Extrayez telles quelles toutes les lignes du matériau ci-dessous qui contiennent le mot « green ».
----- Données brutes -----
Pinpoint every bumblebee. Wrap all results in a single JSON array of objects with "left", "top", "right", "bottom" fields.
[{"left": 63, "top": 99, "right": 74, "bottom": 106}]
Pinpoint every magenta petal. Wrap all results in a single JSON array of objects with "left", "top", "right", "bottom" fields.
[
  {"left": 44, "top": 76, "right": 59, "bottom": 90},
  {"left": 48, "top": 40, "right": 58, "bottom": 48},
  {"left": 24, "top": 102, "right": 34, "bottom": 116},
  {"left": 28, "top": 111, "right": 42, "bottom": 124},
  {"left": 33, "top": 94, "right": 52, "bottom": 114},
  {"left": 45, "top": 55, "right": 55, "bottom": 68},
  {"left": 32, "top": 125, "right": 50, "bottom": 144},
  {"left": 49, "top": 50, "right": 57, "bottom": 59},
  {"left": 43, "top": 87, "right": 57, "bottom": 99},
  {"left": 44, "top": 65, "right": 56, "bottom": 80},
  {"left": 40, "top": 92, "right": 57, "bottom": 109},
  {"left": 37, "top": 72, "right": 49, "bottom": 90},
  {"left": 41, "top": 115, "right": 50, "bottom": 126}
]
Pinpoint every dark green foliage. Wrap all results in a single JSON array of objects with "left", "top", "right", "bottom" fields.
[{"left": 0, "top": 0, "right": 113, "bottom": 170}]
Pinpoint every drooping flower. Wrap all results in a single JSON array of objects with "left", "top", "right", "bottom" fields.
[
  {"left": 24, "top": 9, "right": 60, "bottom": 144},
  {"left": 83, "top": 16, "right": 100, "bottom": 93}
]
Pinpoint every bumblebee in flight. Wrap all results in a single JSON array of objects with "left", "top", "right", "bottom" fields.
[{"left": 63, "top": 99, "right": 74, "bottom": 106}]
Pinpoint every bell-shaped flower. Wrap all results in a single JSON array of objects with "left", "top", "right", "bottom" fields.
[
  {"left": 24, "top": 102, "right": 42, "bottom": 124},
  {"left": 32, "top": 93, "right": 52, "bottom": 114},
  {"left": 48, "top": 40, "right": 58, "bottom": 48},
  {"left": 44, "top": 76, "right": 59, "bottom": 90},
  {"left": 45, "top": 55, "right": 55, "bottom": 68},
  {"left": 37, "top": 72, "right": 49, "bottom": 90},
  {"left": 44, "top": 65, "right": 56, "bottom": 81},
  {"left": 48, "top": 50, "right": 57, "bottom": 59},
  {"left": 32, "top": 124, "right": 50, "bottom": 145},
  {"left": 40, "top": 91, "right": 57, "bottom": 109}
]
-----
----- Données brutes -----
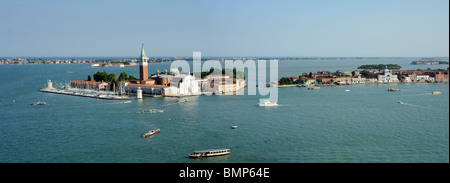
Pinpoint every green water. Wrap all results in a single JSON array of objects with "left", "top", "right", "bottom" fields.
-----
• [Solution]
Pinpoint every dark green foliage. Wrap all results in a single JSON array of objects with "left", "top", "right", "bottom" fields.
Pinpoint every green water. Wrap all results in a single JSON array of objects with "left", "top", "right", "bottom" fields.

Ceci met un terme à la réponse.